GIVEN REQUEST: Swap in "Required" wherever "Wanted" occurs in the data below, and reproduce all the lines with nothing else changed. Omit the pictures from your output.

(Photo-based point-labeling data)
........

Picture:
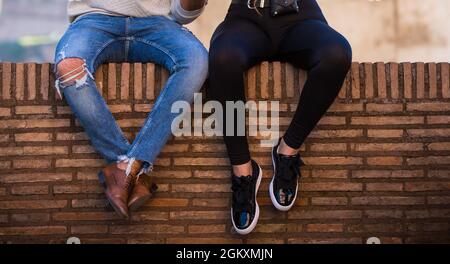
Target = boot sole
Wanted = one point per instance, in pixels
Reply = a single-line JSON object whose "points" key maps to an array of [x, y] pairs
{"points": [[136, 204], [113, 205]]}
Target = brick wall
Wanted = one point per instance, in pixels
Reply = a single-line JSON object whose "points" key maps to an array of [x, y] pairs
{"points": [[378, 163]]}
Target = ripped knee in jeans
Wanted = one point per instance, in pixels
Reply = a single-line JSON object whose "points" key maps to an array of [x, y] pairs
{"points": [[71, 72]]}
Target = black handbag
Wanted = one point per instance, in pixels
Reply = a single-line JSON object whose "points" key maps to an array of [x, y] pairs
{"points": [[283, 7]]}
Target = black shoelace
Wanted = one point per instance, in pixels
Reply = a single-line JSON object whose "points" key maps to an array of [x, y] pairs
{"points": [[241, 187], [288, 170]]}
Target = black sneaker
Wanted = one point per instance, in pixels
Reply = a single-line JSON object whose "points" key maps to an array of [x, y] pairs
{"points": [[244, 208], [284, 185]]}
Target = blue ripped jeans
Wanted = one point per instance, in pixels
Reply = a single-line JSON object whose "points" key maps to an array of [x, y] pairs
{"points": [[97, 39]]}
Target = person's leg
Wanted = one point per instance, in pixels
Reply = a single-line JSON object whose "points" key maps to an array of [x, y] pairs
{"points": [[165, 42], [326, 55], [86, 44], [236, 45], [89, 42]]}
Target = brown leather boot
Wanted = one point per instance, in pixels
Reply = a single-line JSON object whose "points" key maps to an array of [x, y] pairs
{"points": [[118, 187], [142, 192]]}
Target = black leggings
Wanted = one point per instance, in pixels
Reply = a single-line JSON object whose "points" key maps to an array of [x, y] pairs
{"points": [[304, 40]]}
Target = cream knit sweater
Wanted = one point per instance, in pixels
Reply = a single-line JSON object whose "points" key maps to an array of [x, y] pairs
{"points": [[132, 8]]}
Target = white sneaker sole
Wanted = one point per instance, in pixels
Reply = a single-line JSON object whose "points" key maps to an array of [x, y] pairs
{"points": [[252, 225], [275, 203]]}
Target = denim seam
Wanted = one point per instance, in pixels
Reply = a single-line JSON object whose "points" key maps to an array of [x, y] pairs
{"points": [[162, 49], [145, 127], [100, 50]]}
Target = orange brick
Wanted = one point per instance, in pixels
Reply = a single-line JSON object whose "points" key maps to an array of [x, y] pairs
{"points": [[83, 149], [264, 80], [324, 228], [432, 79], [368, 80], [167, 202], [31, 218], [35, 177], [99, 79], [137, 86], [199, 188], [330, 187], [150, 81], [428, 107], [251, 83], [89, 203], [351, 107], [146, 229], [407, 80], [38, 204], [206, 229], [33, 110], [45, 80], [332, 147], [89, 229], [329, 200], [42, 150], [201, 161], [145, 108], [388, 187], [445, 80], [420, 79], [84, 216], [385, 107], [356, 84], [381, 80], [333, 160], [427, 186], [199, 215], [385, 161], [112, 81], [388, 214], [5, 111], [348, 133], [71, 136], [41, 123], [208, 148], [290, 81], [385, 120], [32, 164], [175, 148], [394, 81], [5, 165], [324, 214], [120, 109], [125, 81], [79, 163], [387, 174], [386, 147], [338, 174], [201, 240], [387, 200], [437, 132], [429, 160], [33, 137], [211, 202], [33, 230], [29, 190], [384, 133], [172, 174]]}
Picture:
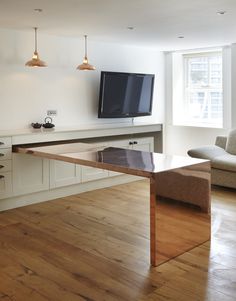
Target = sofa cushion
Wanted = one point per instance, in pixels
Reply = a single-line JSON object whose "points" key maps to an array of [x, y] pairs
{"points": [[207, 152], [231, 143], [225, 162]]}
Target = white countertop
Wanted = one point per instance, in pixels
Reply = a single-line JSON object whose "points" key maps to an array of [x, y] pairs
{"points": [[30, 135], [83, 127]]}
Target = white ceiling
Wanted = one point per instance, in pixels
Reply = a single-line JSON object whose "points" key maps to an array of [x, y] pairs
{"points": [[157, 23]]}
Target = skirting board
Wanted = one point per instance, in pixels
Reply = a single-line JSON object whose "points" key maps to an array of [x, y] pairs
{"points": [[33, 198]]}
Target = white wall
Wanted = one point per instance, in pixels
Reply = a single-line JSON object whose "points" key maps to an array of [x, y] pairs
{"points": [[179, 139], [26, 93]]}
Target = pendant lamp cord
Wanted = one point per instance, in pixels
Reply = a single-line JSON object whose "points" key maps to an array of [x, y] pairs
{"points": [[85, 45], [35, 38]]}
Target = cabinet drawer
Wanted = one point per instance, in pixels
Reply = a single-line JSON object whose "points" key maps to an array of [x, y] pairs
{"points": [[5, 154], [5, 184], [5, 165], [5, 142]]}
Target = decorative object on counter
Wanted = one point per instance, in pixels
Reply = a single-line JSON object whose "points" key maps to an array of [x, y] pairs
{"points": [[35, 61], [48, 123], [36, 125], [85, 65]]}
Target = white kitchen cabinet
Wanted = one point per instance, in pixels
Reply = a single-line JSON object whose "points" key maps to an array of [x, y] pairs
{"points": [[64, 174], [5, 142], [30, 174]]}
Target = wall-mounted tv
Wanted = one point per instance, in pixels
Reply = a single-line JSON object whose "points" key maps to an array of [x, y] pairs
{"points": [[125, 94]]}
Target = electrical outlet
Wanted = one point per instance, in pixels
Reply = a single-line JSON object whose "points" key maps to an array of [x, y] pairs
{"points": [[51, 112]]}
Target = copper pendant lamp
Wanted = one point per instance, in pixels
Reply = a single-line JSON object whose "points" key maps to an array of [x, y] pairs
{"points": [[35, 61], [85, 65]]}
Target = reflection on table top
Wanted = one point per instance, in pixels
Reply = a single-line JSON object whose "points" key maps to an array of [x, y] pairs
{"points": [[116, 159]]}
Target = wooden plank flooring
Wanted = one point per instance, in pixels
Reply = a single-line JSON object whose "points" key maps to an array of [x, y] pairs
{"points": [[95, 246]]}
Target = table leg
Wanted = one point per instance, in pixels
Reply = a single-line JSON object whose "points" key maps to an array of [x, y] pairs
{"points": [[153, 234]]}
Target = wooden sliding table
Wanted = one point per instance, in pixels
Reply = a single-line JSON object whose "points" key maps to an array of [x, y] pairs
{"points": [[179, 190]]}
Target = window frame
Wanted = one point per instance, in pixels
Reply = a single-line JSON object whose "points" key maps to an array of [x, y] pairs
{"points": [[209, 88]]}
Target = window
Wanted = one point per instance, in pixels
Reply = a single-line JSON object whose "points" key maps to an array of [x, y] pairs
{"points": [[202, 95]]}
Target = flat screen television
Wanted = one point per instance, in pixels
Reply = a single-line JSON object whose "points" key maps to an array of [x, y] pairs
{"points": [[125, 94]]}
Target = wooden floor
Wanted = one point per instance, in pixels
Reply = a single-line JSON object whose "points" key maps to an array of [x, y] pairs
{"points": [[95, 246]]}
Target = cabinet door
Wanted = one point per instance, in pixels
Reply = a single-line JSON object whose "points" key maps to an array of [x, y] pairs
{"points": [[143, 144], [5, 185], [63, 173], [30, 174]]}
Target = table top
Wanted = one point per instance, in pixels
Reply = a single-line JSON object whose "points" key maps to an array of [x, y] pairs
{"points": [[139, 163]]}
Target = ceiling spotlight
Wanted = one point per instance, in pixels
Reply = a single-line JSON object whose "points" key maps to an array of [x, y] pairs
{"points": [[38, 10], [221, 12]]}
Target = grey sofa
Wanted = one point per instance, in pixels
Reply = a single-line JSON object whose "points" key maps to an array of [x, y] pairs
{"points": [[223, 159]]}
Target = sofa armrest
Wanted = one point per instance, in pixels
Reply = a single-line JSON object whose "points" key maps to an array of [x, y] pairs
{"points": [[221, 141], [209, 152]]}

........

SOLUTION TO THIS TASK:
Picture:
Target = boot sole
Required = one point per instance, in pixels
Reply = a single-line JSON object whose "points" key maps to an array of [x, y] pairs
{"points": [[136, 204], [113, 205]]}
Target = brick wall
Required = one point per instance, in pixels
Reply = a single-line JSON object whose "points" key maps to an array of [x, y] pairs
{"points": [[378, 163]]}
Target = ripped knee in jeans
Required = one point per instance, in pixels
Reply = a single-line JSON object whose "points" key maps to an array of [x, y] pairs
{"points": [[71, 72]]}
Target = black handbag
Required = one point per instance, in pixels
Reply = a single-line JSON object whose "points" key maps to an array of [x, y] pairs
{"points": [[283, 7]]}
Target = black shoelace
Required = one point per instance, in pixels
Reply = a single-line JSON object whose "points" key maps to an array of [x, y] pairs
{"points": [[241, 187], [288, 170]]}
Target = black sneaker
Required = one point per instance, in pixels
Reply = a single-line JSON object whose "points" key maps to an array of [x, y] pairs
{"points": [[244, 208], [284, 185]]}
Target = blue ripped jeans
Required = one point per instance, in pixels
Reply = a single-line JSON object whose "points" key maps to an array of [x, y] pairs
{"points": [[97, 39]]}
Target = person's leg
Required = one point per instance, in pixels
Reply = a single-line JSON object whose "points" key maps to an array of [x, y] pairs
{"points": [[165, 42], [326, 55], [86, 44], [236, 45], [89, 42]]}
Target = brown leather boot
Required = one point per instance, in pixels
Reply = a single-line JSON object whose "points" key maps to an array of [x, y] pairs
{"points": [[118, 187], [142, 192]]}
Target = black leggings
Required = one point per instance, in pixels
Reply = a single-line JSON object whose "points" key maps to an array of [x, y] pairs
{"points": [[304, 40]]}
Target = cream knit sweater
Required = one point per instance, in pixels
Reply = a single-line JSON object whose "points" key maps to an array of [x, y] pairs
{"points": [[132, 8]]}
Target = white sneaker sole
Required = one point per instance, in pixels
Reply = a single-line JSON object whose "points" key maps to an array of [x, y] pairs
{"points": [[252, 225], [275, 203]]}
Target = denim seam
Required = one point per instance, in pixels
Reply = a single-line JSON object whose "points" key maps to an array of [x, y] pairs
{"points": [[162, 49], [145, 127], [100, 50]]}
Target = orange brick
Required = one point per instance, in pixels
Reply = a single-line JSON object whose "points" key maps to an array of [x, y] pairs
{"points": [[83, 149], [264, 80], [324, 228], [432, 79], [368, 80], [167, 202], [31, 218], [35, 177], [99, 79], [137, 86], [199, 188], [330, 187], [150, 81], [428, 107], [251, 83], [89, 203], [351, 107], [146, 229], [407, 80], [38, 204], [206, 229], [33, 110], [45, 80], [332, 147], [89, 229], [329, 200], [42, 150], [201, 161], [145, 108], [388, 187], [445, 80], [420, 79], [84, 216], [385, 107], [356, 84], [381, 80], [333, 160], [427, 186], [199, 215], [385, 161], [112, 81], [388, 214], [5, 111], [348, 133], [71, 136], [41, 123], [208, 148], [290, 81], [385, 120], [32, 164], [175, 148], [394, 81], [5, 165], [324, 214], [120, 109], [125, 81], [79, 163], [387, 174], [386, 147], [338, 174], [201, 240], [387, 200], [437, 132], [429, 160], [33, 137], [211, 202], [33, 230], [29, 190], [384, 133], [172, 174]]}
Picture:
Target = sofa cushion
Required = one point per instance, in pixels
Reply = a single-line JSON object whose "points" key maps to an array of [x, y] pairs
{"points": [[207, 152], [231, 143], [225, 162]]}
Target = white countertop
Required = one point per instance, in pixels
Reply = a single-line JSON object whose "points" key maps to an array of [x, y] pairs
{"points": [[30, 135], [83, 127]]}
Target = white ceiling
Required = one point per instance, in pixels
Reply = a single-line JSON object whose "points" key maps to an array of [x, y] pairs
{"points": [[157, 23]]}
Target = skirting board
Required = one point per instance, in pixels
Reply = a single-line JSON object whose "points" key maps to an array of [x, y] pairs
{"points": [[33, 198]]}
Target = white wall
Required = one point per instance, in pixels
Reply = a single-line JSON object whose "points" key maps to an array of [x, y] pairs
{"points": [[179, 139], [26, 93]]}
Target = pendant lamp cord
Required = one point per instance, in pixels
Reply = a single-line JSON object whose "points" key maps to an array of [x, y] pairs
{"points": [[85, 45], [35, 38]]}
Target = cabinet drawer
Required = one point per instance, in pixels
Reply = a single-line JSON object whose "points" key maps to an array of [x, y] pairs
{"points": [[5, 154], [5, 184], [5, 165], [5, 142]]}
Target = decorative object on counter
Required = one point per instance, in pixels
Reply = a single-line JSON object whose "points" key maps to an array of [x, y] pairs
{"points": [[35, 61], [48, 123], [36, 125], [85, 65]]}
Target = white kitchen cabinet
Required = one point per instance, in pixels
Reply = a single-line JSON object whose "points" key maps to an array of [x, y] pairs
{"points": [[64, 174], [5, 142], [30, 174]]}
Target = wall-mounted tv
Required = one point per instance, in pixels
Reply = a single-line JSON object whose "points" key maps to an array of [x, y] pairs
{"points": [[125, 94]]}
Target = electrical outlet
Required = one point per instance, in pixels
Reply = a single-line JSON object whose "points" key maps to an array of [x, y] pairs
{"points": [[51, 112]]}
Target = copper pendant lamp
Required = one point per instance, in pixels
Reply = a single-line JSON object whose "points" key maps to an array of [x, y] pairs
{"points": [[35, 61], [85, 65]]}
Target = reflection on table top
Required = one point per instance, in pixels
Reply = a single-line JSON object whose "points" key maps to an array of [x, y] pairs
{"points": [[116, 159]]}
Target = wooden plank flooring
Required = one point per instance, in pixels
Reply = a single-line JSON object whose "points" key maps to an array of [x, y] pairs
{"points": [[95, 246]]}
Target = table leg
Required = one point per instance, in pixels
Reply = a single-line JSON object whose "points" key maps to an array of [x, y] pairs
{"points": [[153, 234]]}
Target = wooden sliding table
Required = one point per instance, in pixels
Reply = a single-line JSON object whose "points" key maps to an array of [x, y] pairs
{"points": [[179, 190]]}
Target = window frame
Required = one point per instance, in pixels
Reply = a single-line JSON object whose "points" key maps to an array of [x, y] pairs
{"points": [[209, 88]]}
Target = window
Required = one point per instance, in pixels
Reply = a single-line JSON object whose "points" key maps to an array of [x, y] pairs
{"points": [[202, 95]]}
Target = flat screen television
Required = one point per instance, in pixels
Reply = a single-line JSON object whose "points" key maps to an array of [x, y] pairs
{"points": [[125, 94]]}
Target = wooden floor
Required = one point per instance, in pixels
Reply = a single-line JSON object whose "points" key maps to an array of [x, y] pairs
{"points": [[95, 246]]}
Target = cabinet door
Required = one point per instance, in pixels
Reply = a single-line JSON object whose "points" key maps to an array of [x, y] pairs
{"points": [[143, 144], [5, 185], [63, 173], [30, 174]]}
Target = table top
Required = one point per instance, in pixels
Reply = a single-line JSON object whose "points" key maps to an array of [x, y] pairs
{"points": [[139, 163]]}
Target = ceiling spotlight
Required = one point per instance, in pixels
Reply = a single-line JSON object whose "points" key maps to an array of [x, y] pairs
{"points": [[38, 10], [221, 12]]}
Target = grey sofa
Required = one point per instance, in pixels
Reply = a single-line JSON object whose "points" key maps to an array of [x, y] pairs
{"points": [[223, 159]]}
Target = sofa armrest
Required = one point per instance, in pixels
Reply = a single-line JSON object whose "points" key maps to an array of [x, y] pairs
{"points": [[221, 141], [209, 152]]}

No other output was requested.